## Set exercise A
Transcribe the passage of the Asteroids-on-GBA write-up that opens with the words containing "Phase one emulating" and closes with "that was it.".

Phase one emulating Asteroids on the GBA. It doesnt support sound, its slow, but it
seems to work well.
Thanks to Steve Green, author of Atari Vector Simulator for the Mac who helped greatly with
the emulation, and a university web site that I borrowed a generic line draw algorithm from.
This was very straight forward, took out the code specific to I/O on the Mac version, replaced it
with GBA I/O and that was it.
Phase two: translate 6502 instructions to equivalent sets of arm instructions and run it
as an arm program. Like an emulator but in ASM instead of C. Here is the idea: instead of running
a C program that reads a 6502 opcode at run time then doing something like:
static void ora_zp () // opcode 0x05
{
unsigned short savepc=get6502memoryFast(PC++);
unsigned char value=get6502memory(savepc);
A |= value;
DO_Z (A);
DO_N (A);
clockticks += 3;
}
The rom data/instructions are pre-processed and "translated" into native arm instructions:
ROM73BC ;05 ora_zp
MOV R0,#0x08
ORR R0,R0,#0x3000000
LDRSB R0,[R0]
ORRS R5,R5,R0
DONZA
ADD R10,R10,#3
BL CHECKTICKS
R5 was designated to be the 6502 register A, R10 keeps track of clocktics. DONZA is a macro
that updates a virtual flags register (P in the 6502, R8 in the translation).

## Given data

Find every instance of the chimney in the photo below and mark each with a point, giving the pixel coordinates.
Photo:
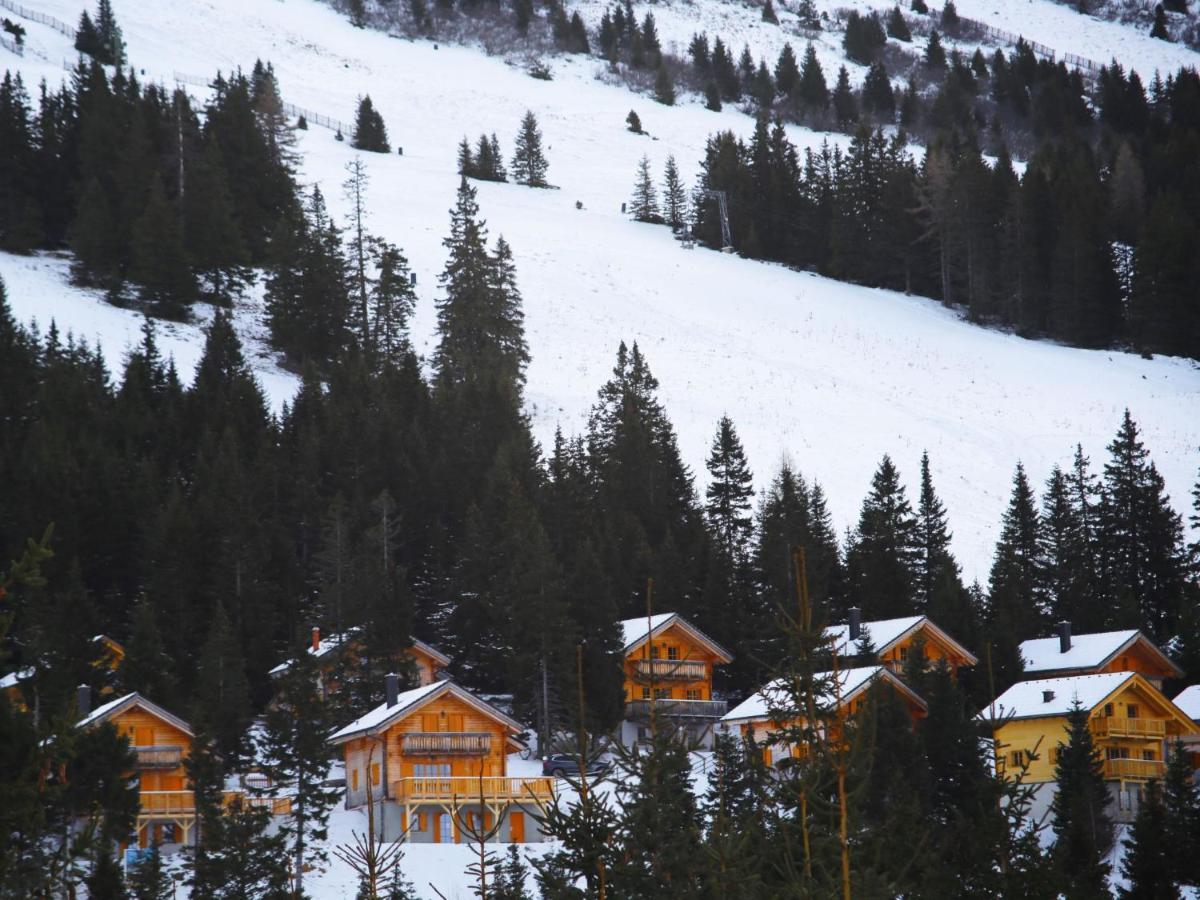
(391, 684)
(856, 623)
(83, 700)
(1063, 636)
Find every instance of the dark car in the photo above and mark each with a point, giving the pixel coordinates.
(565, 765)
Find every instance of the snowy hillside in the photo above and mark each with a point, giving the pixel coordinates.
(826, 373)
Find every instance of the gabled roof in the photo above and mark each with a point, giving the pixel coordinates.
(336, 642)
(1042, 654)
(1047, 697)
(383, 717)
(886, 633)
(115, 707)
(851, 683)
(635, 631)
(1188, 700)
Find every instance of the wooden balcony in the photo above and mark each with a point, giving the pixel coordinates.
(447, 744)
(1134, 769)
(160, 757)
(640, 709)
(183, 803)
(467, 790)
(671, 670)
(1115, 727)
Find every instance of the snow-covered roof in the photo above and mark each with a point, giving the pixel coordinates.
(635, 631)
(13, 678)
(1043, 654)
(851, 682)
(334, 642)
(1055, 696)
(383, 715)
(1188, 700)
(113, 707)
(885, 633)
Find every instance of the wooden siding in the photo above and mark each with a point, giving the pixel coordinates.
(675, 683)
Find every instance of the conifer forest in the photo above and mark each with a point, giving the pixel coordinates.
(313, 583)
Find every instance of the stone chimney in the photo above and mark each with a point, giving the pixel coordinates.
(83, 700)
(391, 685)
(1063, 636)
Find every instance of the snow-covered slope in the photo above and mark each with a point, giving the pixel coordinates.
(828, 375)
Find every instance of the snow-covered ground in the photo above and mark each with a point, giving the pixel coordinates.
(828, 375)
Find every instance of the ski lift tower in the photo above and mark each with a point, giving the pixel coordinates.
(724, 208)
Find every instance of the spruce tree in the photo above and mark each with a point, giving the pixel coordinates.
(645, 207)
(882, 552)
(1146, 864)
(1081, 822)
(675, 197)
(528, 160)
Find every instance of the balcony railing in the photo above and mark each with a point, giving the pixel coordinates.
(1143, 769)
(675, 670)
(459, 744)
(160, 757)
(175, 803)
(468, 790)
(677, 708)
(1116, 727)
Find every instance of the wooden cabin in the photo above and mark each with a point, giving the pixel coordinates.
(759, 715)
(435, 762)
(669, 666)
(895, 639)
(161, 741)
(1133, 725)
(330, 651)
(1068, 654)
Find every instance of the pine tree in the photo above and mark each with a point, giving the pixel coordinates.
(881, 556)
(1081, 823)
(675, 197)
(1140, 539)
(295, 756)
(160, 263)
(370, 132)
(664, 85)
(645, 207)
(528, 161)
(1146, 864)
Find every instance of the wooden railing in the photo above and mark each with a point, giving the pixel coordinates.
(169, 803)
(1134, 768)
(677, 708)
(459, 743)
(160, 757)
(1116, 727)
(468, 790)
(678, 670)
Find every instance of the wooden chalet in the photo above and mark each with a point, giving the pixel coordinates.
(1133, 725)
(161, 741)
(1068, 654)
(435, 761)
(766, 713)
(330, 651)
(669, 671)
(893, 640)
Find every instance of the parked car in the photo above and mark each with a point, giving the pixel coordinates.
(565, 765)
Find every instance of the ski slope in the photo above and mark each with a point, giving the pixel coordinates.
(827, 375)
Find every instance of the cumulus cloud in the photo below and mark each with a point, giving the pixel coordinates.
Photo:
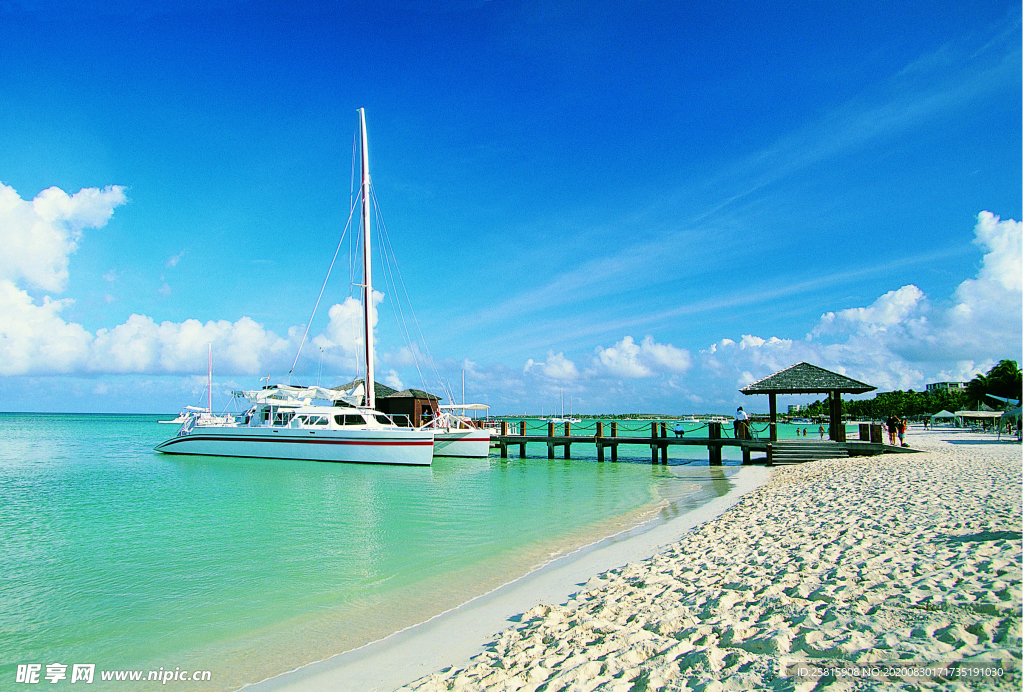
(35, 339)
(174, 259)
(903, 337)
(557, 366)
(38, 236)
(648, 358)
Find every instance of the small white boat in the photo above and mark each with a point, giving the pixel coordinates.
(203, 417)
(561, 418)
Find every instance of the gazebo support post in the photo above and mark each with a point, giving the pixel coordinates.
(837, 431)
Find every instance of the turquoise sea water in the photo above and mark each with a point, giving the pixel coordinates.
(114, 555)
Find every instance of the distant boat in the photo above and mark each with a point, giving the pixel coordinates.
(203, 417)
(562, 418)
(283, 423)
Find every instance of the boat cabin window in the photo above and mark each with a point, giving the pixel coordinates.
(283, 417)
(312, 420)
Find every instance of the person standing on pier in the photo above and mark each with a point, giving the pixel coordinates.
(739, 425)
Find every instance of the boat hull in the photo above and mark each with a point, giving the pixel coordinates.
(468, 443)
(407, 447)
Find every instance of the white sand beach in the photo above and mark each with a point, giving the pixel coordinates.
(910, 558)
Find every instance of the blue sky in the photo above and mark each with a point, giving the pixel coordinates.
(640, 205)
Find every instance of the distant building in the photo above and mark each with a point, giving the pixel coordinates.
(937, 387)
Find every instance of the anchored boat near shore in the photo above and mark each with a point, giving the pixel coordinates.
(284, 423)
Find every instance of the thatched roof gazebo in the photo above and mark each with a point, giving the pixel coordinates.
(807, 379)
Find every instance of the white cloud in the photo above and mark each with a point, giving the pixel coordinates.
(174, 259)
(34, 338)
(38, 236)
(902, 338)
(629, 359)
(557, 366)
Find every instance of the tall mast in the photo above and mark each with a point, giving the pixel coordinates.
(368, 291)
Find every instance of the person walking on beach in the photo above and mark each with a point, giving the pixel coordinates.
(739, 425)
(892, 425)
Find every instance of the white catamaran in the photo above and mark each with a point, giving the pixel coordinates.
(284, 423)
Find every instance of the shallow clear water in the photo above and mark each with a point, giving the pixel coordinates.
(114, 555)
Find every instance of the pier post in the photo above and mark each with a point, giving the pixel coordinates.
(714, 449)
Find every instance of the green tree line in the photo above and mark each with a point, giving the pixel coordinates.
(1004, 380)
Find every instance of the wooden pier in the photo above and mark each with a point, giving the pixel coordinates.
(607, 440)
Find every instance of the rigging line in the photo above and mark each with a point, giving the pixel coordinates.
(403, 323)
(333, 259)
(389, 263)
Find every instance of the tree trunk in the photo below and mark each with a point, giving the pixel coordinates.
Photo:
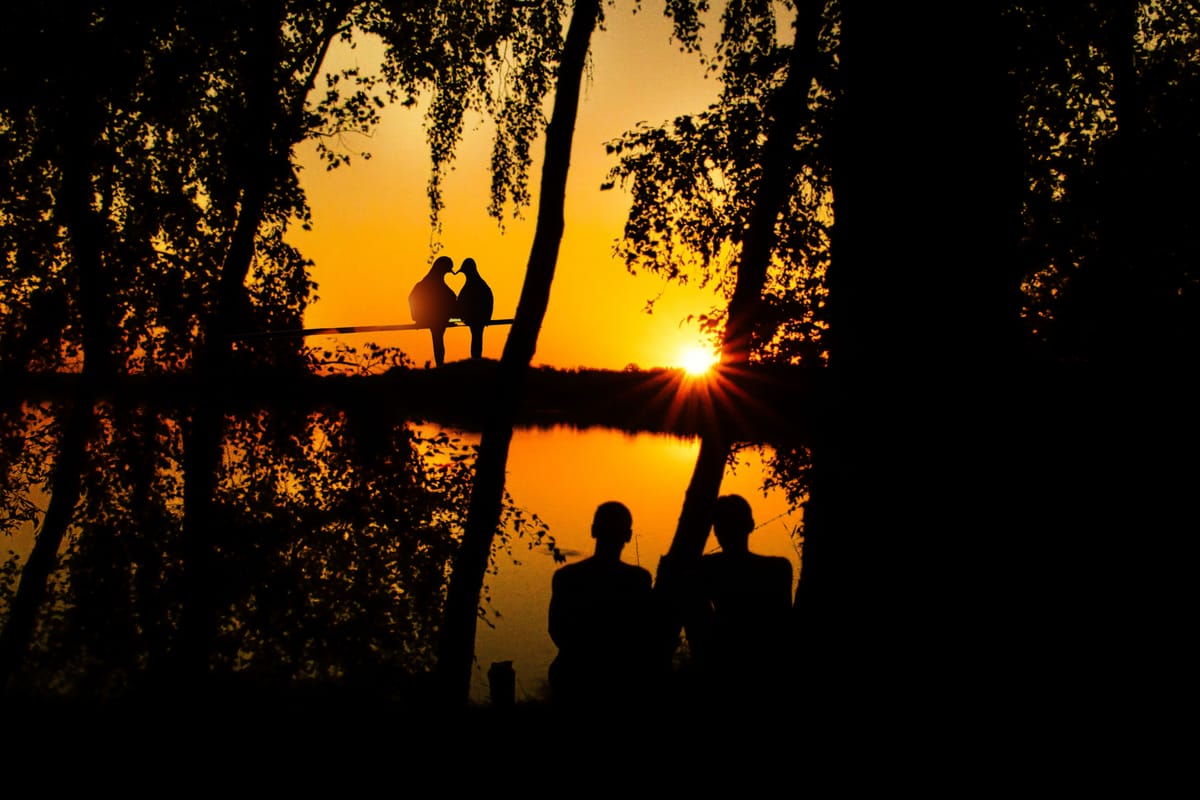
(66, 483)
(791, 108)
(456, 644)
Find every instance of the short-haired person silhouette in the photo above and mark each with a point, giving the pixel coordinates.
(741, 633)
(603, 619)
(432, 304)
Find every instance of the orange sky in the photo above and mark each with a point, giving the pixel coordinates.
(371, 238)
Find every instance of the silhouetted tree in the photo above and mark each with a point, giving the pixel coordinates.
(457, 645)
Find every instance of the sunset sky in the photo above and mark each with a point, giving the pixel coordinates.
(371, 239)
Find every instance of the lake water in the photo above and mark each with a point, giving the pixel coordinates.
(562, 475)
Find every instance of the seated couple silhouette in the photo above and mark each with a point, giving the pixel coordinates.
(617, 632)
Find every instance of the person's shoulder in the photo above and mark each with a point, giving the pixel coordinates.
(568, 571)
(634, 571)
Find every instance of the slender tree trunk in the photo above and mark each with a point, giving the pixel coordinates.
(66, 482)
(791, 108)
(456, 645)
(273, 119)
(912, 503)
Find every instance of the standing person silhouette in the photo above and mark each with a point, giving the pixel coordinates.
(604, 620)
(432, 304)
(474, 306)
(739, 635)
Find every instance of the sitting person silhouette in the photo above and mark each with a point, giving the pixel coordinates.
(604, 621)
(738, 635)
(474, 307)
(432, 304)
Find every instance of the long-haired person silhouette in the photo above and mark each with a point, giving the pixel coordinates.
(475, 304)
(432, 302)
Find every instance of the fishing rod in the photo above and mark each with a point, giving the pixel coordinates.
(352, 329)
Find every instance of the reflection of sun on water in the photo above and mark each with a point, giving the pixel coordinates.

## Set exercise B
Pull out every line of the listing above that contains the string "balcony", and copy each one. Uppercase and lowercase letters count as different.

## Expected output A
Phase one emulating Asteroids on the GBA. It doesnt support sound, its slow, but it
seems to work well.
Thanks to Steve Green, author of Atari Vector Simulator for the Mac who helped greatly with
the emulation, and a university web site that I borrowed a generic line draw algorithm from.
This was very straight forward, took out the code specific to I/O on the Mac version, replaced it
with GBA I/O and that was it.

## Expected output B
Find every instance of the wooden balcony in the photo above and mark each with a point, giving the pixel coordinates.
Find every instance of the balcony railing in the photo above and mark each with a point, giving the pixel coordinates.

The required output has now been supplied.